GIVEN TASK: Reproduce word for word the passage of the blog post on Internet access on reservations that begins with the words containing "We collected  these" and ends with "terms of content.".

SOURCE DOCUMENT:

-- start --

I guess that comes from working for 19 years on the reservation. After reading on GigaOm about the $28 billion in rural broadband access, I decided I wanted to write a post on Internet access in rural communities, specifically, the data we have on the Great Plains reservations. To illustrate it, I thought I would use a picture of a buffalo, which is the point where I realized that I have pictures of buffalo in the summer, in the winter, in groups, all alone and wearing a tu-tu. But I digress. Actually, this whole blog is a digression.

We collected  these data over a period of several years ending in 2008 when funding agencies quit paying us to do this and started paying us to do something else. Actually, by that point we were also coming to the conclusion that access to the Internet on  the reservations was becoming less of an issue in terms of the hardware and more of an issue in terms of content.

Over the four years or so of data collection we surveyed 701 people on Indian reservations in the Great Plains states, mostly in North Dakota, but also including South Dakota, Montana and Minnesota, with a few odd visitors from other reservations and regions thrown in who happened to be attending pow-wows in the area and were kind enough to give us their time and opinions. To give you some idea of the rural nature of the reservation, the picture above was taken half a mile from the center of the largest town on the Spirit Lake Nation.  The respondents were pretty representative of the general population on the reservation; 57% of them had a high school education or less.

Interestingly, we found that nearly half (49.8%) of people on the reservations we surveyed had a home computer, and almost as many (47%) had home internet access.  I was curious to see if there were differences between those who did and did not have home internet access. There was, but not as much as I expected. Those without internet access, on the average had 11.9 years of education, or a little less than high school, while those who did have internet access had an average of 13.2 years of education.  For those of you who follow these things, the difference was statistically significant (p <.0001) and there was also a significant difference in variance.

-- end --

DATASET CONTENT:
-- start --

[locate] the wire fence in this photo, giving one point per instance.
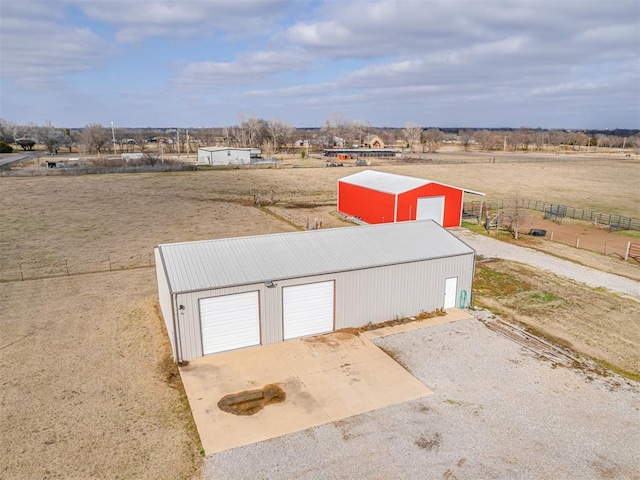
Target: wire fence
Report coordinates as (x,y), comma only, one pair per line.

-- end --

EXERCISE RESULT:
We collected  these data over a period of several years ending in 2008 when funding agencies quit paying us to do this and started paying us to do something else. Actually, by that point we were also coming to the conclusion that access to the Internet on  the reservations was becoming less of an issue in terms of the hardware and more of an issue in terms of content.